◆ GIVEN PROBLEM ◆
According to the course description for DB 401, in what programming language is the course taught?

◆ EXTRACT ◆

|---|

DB 401 - Hands on Deep Learning with Keras, TensorFlow, and Apache Spark™

DB 401 - Hands on Deep Learning with Keras, TensorFlow, and Apache Spark™

Summary

This course offers a thorough, hands-on overview of deep learning and how to scale it with Apache Spark.

Description

This course covers the fundamentals of neural networks and how to build distributed deep learning models on top of Spark. Throughout the class, you will use Keras, TensorFlow, MLflow, and Horovod to build, tune, and apply models. This course is taught entirely in Python.

Duration

2 Days

Objectives

Upon completion, students will be able to:

  • Build Deep Learning models using Keras/TensorFlow
  • Scale & train distributed models using Horovod
  • Apply models at scale using Vectorized User Defined Functions
  • Perform Transfer Learning to speed up model training time & convergence
  • Apply model interpretability libraries to understand & visualize model predictions

Audience

This course is aimed at the practicing data scientist who is eager to get started with deep learning, as well as software engineers and technical managers interested in a thorough, hands-on overview of deep learning and its integration with Apache Spark.

Prerequisites

Prerequisite Knowledge

  • Basic programming constructs of Python & PySpark
  • Working knowledge of ML concepts (e.g. regression, classification, evaluation metrics, etc.)

Prerequisite Courses

  • DB 100, 105, or 301

Additional Notes

Software & Hardware Requirements

  • A computer or laptop with an internet connection
  • Web Browser: Chrome
  • For virtual classes/students, the ability to run GoToTraining.

Outline

Day 1 - AM

Time Lesson Description
30m Introductions & Setup Registration, Courseware & Q&As
30m Spark Review Create a Spark DataFrame; Analyze the Spark UI; Cache data; Change Spark default configurations to speed up queries
10m Break
35m Linear Regression Build a linear regression model using Sklearn and reimplement it in Keras; Modify # of epochs; Visualize loss
30m Keras Modify these parameters for increased model performance: Activation functions, Loss functions, Optimizer, Batch Size
10m Break
30m Keras Lab Build and evaluate your first Keras model! (Students use Boston Housing Dataset, Instructor uses California Housing)

|---|

◆ SUPPLIED INFORMATION ◆
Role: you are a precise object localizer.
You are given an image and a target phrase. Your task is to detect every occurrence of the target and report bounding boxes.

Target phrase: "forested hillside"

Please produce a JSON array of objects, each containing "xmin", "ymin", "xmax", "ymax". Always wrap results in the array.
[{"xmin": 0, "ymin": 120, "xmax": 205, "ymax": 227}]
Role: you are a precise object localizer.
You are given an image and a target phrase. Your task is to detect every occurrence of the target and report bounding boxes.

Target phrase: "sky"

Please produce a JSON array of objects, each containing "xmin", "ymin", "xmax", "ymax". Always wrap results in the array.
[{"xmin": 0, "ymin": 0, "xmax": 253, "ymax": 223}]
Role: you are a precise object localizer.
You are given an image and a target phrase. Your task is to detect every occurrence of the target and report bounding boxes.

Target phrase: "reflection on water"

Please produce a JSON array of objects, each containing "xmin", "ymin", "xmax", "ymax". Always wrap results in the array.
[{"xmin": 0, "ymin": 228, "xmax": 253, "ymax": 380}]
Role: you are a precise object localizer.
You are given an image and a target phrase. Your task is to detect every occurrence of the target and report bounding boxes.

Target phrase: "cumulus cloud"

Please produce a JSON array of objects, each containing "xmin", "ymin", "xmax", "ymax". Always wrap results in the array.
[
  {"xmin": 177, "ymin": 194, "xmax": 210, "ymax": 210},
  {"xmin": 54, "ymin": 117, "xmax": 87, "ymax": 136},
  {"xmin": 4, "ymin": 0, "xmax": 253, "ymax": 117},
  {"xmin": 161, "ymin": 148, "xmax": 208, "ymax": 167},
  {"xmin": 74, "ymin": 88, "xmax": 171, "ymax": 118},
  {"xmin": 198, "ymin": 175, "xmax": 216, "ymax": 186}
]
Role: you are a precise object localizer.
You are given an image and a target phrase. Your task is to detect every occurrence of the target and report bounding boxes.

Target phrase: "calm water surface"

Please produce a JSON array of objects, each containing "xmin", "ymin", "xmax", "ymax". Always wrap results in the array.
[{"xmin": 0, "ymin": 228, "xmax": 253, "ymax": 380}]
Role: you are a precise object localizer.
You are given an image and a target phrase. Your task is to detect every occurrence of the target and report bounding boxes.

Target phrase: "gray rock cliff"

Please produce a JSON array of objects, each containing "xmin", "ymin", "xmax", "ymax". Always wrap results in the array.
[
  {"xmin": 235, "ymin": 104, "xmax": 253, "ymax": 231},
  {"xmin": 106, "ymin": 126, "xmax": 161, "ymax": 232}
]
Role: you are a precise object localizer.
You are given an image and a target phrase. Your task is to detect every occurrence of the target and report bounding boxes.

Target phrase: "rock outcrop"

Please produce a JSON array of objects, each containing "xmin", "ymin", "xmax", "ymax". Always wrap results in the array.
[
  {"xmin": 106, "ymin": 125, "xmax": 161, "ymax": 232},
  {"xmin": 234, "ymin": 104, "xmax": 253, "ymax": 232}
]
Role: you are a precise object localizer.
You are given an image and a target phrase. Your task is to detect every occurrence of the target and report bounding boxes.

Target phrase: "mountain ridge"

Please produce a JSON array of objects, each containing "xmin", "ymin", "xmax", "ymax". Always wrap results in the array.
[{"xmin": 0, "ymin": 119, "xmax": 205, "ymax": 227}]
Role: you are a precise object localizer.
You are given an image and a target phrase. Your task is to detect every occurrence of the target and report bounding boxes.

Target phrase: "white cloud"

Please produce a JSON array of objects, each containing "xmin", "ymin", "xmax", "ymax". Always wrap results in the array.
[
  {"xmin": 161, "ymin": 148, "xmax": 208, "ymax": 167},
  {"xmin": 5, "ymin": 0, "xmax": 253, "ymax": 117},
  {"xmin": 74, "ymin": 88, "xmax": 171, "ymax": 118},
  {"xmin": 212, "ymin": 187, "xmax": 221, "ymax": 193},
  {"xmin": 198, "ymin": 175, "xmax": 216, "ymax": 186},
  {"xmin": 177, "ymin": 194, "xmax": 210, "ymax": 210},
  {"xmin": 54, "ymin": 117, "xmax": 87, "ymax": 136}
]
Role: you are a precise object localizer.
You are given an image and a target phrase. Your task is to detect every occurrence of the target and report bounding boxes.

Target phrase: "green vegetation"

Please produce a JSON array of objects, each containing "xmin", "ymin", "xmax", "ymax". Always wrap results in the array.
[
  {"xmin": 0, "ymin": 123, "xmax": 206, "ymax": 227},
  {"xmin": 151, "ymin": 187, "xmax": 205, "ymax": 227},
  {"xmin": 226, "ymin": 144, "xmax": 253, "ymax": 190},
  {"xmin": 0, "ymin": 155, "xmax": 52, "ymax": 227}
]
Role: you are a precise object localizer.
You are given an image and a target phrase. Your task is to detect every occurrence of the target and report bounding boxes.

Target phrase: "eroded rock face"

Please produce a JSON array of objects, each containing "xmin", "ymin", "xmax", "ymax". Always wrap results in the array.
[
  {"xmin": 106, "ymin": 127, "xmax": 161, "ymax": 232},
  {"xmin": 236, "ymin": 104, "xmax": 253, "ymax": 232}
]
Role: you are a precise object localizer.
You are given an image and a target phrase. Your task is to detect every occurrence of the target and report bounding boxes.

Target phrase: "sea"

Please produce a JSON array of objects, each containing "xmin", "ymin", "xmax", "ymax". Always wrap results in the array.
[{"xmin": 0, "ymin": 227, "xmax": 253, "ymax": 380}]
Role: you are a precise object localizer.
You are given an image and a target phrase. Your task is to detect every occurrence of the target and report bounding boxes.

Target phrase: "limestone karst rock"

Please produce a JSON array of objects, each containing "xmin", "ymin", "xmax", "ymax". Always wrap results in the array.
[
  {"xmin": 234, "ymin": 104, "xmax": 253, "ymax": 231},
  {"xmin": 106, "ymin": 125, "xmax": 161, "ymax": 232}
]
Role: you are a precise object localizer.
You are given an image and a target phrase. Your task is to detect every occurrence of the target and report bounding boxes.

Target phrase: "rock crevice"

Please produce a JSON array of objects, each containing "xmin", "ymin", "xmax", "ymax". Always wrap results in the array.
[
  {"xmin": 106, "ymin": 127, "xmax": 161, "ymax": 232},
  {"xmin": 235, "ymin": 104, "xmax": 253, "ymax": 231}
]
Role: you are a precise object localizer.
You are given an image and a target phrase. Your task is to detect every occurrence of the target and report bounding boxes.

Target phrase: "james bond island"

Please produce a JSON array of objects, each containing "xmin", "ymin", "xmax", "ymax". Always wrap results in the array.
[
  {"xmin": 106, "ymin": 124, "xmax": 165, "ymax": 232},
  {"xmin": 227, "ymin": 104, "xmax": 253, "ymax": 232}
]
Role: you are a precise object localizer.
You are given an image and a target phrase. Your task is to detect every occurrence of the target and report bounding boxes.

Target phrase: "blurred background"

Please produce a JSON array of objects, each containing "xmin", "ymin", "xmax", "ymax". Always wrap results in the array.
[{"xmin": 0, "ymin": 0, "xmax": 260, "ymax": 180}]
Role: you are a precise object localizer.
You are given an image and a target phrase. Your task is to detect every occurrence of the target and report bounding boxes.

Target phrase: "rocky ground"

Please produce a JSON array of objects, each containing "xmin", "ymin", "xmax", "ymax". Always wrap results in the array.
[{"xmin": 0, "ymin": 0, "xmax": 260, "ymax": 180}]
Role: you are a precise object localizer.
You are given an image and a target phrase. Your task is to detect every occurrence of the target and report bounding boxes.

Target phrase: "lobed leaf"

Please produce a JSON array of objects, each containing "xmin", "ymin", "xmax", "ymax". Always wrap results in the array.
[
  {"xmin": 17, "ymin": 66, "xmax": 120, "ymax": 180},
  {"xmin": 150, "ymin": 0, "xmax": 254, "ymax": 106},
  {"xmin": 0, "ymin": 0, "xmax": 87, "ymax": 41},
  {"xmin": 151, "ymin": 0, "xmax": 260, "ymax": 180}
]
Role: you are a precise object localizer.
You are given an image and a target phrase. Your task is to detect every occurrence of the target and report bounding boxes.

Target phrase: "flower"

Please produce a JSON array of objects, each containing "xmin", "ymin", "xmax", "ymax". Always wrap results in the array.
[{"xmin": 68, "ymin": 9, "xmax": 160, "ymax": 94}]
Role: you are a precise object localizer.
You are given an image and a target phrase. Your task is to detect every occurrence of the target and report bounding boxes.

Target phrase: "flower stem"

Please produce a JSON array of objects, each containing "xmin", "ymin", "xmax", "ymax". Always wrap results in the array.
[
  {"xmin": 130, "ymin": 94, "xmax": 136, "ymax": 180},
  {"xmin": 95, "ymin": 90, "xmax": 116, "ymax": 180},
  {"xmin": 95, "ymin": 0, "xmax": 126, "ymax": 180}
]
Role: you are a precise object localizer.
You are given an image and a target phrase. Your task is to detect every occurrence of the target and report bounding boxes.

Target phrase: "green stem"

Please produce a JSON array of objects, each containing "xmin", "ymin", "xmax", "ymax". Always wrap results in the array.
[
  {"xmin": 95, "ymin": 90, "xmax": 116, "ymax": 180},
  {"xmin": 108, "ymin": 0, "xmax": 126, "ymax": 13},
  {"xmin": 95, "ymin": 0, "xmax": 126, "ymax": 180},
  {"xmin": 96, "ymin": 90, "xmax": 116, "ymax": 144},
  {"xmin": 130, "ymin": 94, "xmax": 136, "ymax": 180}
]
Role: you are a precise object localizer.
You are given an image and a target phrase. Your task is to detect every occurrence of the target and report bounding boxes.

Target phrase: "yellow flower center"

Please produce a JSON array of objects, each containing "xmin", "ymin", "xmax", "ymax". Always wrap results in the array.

|---|

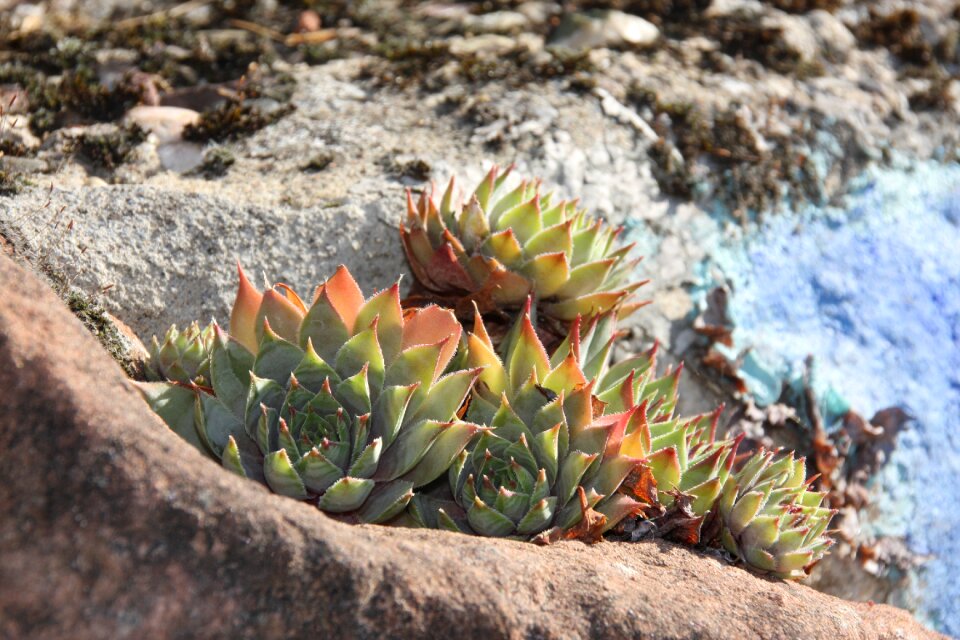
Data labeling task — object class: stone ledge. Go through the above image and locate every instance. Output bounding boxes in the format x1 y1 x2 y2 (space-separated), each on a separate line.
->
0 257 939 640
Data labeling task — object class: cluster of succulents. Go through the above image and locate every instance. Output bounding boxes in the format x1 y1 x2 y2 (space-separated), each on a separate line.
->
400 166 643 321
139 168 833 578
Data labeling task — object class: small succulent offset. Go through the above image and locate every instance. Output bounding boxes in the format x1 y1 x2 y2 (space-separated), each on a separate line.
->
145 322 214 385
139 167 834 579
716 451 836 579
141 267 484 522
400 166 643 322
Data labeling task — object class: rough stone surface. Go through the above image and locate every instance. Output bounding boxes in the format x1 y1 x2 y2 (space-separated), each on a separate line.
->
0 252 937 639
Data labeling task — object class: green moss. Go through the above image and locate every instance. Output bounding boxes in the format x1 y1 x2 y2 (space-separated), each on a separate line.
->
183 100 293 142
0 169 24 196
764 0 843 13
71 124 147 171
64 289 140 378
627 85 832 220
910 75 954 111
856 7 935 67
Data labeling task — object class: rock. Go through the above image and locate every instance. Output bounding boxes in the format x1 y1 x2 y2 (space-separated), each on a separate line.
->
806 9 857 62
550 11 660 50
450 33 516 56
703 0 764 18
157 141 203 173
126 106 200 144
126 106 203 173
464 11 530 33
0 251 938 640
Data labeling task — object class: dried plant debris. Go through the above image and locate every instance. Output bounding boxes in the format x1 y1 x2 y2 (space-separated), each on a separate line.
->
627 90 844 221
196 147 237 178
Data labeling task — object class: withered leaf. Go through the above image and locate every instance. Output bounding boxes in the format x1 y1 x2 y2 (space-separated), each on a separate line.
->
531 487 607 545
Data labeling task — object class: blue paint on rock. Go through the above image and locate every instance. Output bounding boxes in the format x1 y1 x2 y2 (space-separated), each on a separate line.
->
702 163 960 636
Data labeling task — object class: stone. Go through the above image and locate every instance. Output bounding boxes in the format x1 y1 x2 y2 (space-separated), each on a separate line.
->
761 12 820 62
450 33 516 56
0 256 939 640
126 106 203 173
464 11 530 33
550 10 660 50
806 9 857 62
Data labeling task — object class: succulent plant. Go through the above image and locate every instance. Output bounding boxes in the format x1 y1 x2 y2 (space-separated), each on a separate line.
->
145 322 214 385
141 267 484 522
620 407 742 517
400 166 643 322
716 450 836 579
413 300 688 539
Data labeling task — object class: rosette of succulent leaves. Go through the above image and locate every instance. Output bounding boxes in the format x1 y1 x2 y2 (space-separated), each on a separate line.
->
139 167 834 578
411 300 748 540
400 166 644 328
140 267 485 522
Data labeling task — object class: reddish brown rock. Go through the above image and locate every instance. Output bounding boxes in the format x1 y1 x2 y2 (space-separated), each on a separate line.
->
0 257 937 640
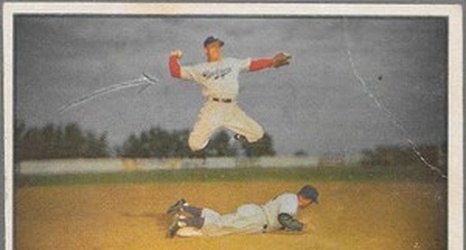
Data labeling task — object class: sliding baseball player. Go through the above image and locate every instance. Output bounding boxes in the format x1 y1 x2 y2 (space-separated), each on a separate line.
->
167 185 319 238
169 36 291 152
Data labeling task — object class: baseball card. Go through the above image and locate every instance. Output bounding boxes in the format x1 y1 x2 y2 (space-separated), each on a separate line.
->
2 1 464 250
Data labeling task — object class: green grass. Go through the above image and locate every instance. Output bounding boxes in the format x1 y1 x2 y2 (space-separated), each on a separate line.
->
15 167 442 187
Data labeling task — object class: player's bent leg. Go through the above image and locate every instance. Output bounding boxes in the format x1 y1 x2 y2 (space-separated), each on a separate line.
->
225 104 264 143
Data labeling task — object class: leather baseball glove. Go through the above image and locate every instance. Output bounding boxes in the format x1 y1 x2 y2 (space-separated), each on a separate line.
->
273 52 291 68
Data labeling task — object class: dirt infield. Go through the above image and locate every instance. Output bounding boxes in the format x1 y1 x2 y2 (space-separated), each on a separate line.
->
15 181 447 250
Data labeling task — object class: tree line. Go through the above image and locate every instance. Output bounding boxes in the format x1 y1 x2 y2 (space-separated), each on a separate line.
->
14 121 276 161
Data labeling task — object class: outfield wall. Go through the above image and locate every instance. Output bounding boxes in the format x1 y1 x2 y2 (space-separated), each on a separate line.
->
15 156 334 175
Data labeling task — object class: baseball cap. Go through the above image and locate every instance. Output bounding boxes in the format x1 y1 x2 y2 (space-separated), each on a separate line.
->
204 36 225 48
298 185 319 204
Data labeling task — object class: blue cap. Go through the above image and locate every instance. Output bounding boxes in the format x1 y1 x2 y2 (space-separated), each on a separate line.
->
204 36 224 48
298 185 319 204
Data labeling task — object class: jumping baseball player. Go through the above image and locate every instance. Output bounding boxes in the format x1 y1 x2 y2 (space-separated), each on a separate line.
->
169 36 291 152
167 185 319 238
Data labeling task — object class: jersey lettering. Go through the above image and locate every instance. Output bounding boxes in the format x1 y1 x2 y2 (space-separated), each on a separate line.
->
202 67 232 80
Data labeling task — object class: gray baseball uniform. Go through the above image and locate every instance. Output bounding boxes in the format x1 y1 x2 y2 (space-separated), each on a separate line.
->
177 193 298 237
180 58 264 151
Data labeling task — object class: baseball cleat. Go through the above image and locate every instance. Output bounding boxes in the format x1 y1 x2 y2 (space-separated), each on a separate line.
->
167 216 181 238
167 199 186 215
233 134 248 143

|---|

◆ THE ANSWER ◆
Python